----- Input records -----

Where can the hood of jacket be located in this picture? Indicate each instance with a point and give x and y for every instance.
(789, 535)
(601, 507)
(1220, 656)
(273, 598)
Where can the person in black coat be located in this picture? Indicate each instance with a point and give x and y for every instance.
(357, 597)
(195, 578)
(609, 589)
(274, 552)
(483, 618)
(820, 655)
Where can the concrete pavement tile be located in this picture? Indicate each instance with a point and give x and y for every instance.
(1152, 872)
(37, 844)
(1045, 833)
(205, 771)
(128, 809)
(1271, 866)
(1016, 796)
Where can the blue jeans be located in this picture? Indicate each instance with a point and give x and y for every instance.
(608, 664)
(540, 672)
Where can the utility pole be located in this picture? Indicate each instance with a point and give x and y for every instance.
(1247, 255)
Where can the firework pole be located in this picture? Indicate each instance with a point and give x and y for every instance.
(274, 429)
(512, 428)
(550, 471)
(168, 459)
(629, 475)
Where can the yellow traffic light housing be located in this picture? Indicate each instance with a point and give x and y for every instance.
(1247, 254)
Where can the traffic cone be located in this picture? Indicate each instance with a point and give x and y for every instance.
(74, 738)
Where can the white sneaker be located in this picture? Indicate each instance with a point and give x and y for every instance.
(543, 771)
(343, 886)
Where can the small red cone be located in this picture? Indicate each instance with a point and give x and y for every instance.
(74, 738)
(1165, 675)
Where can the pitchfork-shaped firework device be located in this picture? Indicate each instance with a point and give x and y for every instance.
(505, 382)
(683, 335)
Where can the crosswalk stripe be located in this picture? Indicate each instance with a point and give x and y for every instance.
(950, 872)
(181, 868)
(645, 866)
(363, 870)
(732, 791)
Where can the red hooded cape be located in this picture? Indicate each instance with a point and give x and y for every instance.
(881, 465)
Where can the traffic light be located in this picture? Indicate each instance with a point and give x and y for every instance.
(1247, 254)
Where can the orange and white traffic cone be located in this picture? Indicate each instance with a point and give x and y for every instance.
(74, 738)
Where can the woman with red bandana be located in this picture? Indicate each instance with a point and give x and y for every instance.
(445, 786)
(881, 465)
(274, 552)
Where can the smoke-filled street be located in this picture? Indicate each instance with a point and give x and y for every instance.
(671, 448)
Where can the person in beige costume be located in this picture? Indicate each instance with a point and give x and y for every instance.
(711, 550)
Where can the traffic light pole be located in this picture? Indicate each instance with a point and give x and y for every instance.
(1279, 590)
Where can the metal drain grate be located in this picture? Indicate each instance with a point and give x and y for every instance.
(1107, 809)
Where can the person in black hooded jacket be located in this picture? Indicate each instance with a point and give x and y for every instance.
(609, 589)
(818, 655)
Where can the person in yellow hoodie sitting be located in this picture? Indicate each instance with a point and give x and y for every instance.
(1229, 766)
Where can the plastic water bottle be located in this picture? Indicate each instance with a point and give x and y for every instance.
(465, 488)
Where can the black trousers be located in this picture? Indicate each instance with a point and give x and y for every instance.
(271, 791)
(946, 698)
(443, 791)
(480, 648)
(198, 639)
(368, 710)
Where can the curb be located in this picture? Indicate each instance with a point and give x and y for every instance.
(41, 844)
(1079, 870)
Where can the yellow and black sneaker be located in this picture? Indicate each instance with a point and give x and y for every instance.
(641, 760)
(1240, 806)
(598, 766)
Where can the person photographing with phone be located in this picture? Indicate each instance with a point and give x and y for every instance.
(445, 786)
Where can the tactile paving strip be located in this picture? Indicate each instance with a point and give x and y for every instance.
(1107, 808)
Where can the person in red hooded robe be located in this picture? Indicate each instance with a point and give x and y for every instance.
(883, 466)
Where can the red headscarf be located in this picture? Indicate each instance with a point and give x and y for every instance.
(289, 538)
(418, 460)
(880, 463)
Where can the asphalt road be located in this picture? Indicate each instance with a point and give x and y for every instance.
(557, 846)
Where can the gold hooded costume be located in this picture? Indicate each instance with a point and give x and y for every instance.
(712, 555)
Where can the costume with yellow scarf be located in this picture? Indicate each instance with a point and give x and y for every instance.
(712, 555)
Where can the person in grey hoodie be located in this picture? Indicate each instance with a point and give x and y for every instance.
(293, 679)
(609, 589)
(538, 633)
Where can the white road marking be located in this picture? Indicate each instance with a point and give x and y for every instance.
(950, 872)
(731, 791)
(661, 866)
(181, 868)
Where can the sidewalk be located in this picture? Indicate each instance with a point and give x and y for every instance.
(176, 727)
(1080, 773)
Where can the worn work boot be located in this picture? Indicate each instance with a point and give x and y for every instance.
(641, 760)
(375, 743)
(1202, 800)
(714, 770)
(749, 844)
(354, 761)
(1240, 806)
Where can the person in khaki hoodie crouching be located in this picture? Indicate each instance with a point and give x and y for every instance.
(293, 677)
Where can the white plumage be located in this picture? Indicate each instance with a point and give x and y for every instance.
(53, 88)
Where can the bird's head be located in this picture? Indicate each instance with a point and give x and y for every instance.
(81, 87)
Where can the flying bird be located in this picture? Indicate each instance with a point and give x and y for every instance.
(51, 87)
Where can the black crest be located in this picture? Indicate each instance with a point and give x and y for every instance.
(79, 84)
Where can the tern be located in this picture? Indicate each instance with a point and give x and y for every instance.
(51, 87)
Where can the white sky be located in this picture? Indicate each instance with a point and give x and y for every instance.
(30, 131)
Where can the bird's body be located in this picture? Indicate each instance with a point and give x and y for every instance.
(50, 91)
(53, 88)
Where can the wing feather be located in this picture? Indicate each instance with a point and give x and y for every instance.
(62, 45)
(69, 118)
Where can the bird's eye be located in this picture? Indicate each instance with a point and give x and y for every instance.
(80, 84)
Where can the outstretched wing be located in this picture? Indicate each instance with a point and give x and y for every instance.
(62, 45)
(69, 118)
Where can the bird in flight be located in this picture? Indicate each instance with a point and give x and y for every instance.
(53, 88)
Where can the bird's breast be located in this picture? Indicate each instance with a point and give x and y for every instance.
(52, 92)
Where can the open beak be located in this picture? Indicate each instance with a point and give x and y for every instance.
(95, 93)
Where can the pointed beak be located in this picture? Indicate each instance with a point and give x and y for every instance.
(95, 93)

-----

### Work task:
All entries are to be copied exactly as they read.

### Expected output:
Where can the hood of jacket be located in this picture? Indicate each instance with a point and give x and y for every instance.
(789, 535)
(601, 507)
(1220, 656)
(273, 598)
Where can the person in black coat be located in this picture? Indicate each instance with a point and give x and y for every instance.
(357, 597)
(195, 578)
(609, 589)
(274, 552)
(483, 618)
(820, 655)
Where can the concrete pavement tile be located in this picture? Indicate each instance with a point and give x and y for every instance.
(1152, 872)
(37, 844)
(1045, 833)
(205, 771)
(128, 809)
(1271, 866)
(1016, 796)
Where can the blue jeans be located in this picture? Indicate each instance with a point and give x and y for every instance.
(608, 664)
(540, 672)
Where can the utility pole be located in this picture? Indicate each instance with a point and give x and y for every instance.
(1247, 255)
Where can the firework pole be located in this picture? Indicate each instance with a point and give x and y for every instance.
(274, 429)
(512, 428)
(550, 471)
(168, 459)
(629, 475)
Where can the yellow traffic light housing be located in this picture? Indicate each instance with a point and give x and y for every instance.
(1247, 254)
Where can the traffic cone be located in this picture? Indicate each instance with a point and give x and y for every instance.
(74, 738)
Where can the white sneaker be located in this picture? Indicate each instance with a point and give x and y for every instance.
(543, 771)
(343, 886)
Where can the small red cone be located in this picture? Indicate each instance with a point and give x and y for every instance.
(74, 738)
(1165, 675)
Where can the pitchfork-shaped firework device be located in this picture? Indicate each instance with a point and give x and y for every instance.
(505, 382)
(683, 335)
Where can the crosswalk stripe be located in this picture? Indicate each instance with a point and give x and y for every instance.
(950, 872)
(181, 868)
(645, 866)
(363, 870)
(732, 791)
Where can the red hooded cape be located in this picture? Indicate each instance with a point and give x and y for every instance.
(881, 465)
Where can the traffic light be located in this picture? Indicate each instance with a point and give x and y for every instance.
(1247, 254)
Where can the orange and white traffic cone be located in this picture? Indicate each instance with a point and give x and y for every instance.
(74, 738)
Where can the woman with red bandana be located in this picture? Indicate each instance with a point and give x and y for every instance.
(445, 786)
(881, 465)
(274, 552)
Where can the smoke-filled street be located in this picture? Indicate each instance with a point and give x and y for every instance.
(671, 448)
Where can the person in beige costume be located in this picture? Indicate each instance with a point and give x and y for every instance.
(711, 550)
Where can the traffic light pole be located in this picture? Indicate each instance with a point and give x and y for every instance.
(1279, 590)
Where can the metal drain grate be located in this picture? Indicate each instance with a point and give x and y for every instance.
(1107, 809)
Where can the person in black hooded jacket be located in this picture? Indicate each instance with a point and give x and y for every instance.
(609, 589)
(818, 655)
Where can the person in yellow hoodie sitting be located in this picture? Indicate each instance with a point and give x and y for every instance.
(1229, 766)
Where can the plastic water bottle be located in this picture? Indicate each instance with a point and give x and y for every instance.
(465, 488)
Where can the black trousers be located in this picture? Indicate each instance with a point and give x and y for every instance.
(271, 791)
(946, 698)
(443, 791)
(480, 648)
(198, 639)
(368, 710)
Where can the curb be located in this picture? Indicate each instance with a point and give x and y for every instance.
(41, 844)
(1079, 870)
Where can the yellow and black sneaker be located in this picture? Indicate each instance with a point and give x and y for every instance.
(641, 760)
(1240, 806)
(598, 766)
Where can the person photographing with phone be located in this picture? Indicate each instance with a point and give x and y for every instance.
(445, 786)
Where can the tactile paving strip be located in this picture? Indicate each instance with a point and give x and y for every instance.
(1107, 808)
Where can the person in red hooded robe be located in this picture? Indicate each instance with a point and give x and y for every instance.
(883, 466)
Where can the red headscarf be located in this picture? Indicate each instance with a point and give x and y for every instance.
(289, 538)
(418, 460)
(880, 463)
Where can the asphalt road be located in this picture? Indicate each instance with a point and give x and y for every instance.
(557, 846)
Where can the gold hooded costume be located in this picture? Indicate each instance with a point and give x and y for every instance.
(712, 555)
Where can the costume with yellow scarf be located in this picture? Indicate each instance with a point and give x and y for every instance.
(712, 555)
Where can the person in grey hoodie be located in this picture? Indicate each instance with a point and give x and y for every instance.
(293, 679)
(609, 589)
(538, 633)
Where can the white road marking be located in this picture? Indicate each instance with a point and give x and y for every instance.
(950, 872)
(731, 791)
(661, 866)
(181, 868)
Where can the sidewalk be located in this picture? Indicate each instance with a point and give x and y for every instance.
(176, 727)
(1080, 773)
Where can the worn work boot be located in this picture? Indicate each instance with a point and give x and y for every instance.
(641, 760)
(375, 743)
(1202, 800)
(714, 770)
(749, 844)
(354, 761)
(1240, 806)
Where can the person in khaki hoodie crouching be located in this picture? Indicate each instance with a point and give x and y for every instance.
(293, 677)
Where can the white plumage be located in this picture? Indicate each instance with a point and give x and y for every instance.
(53, 88)
Where can the bird's head be located in this picture? Indicate each instance with a point and give x and y for every instance.
(81, 87)
Where can the flying bird be located in this picture? Indicate each instance with a point and give x and y for every instance.
(51, 87)
Where can the black crest be located in this picture? Indicate each instance with a point and give x and y for every instance.
(79, 84)
Where can the tern be located in this picture? Indicate each instance with a point and give x and y for every instance.
(51, 87)
Where can the white sky be located in this picture? Indicate each instance with a point and give x and y for every instance.
(30, 131)
Where can the bird's body be located in this picture? Indicate each instance with a point and give x and y for every instance.
(50, 91)
(53, 88)
Where can the wing feather be located in this picture? Indicate each instance with a point and give x and y for every instance.
(62, 45)
(69, 118)
Where can the bird's eye be located in this picture? Indicate each instance with a point and give x and y for every instance.
(80, 84)
Where can the outstretched wing be located in this picture? Indicate each instance with a point and give x and y for every instance.
(62, 45)
(69, 118)
Where can the bird in flight be located in this picture? Indicate each instance with a point and give x and y for every instance.
(53, 88)
Where can the bird's breast be located in this picture? Indicate each instance with a point and give x and y for every instance.
(52, 92)
Where can the open beak be located in this picture? Indicate each instance with a point and give x and y for every instance.
(95, 93)
Where can the pointed beak be located in this picture? Indicate each instance with a point and give x and y for every instance.
(95, 93)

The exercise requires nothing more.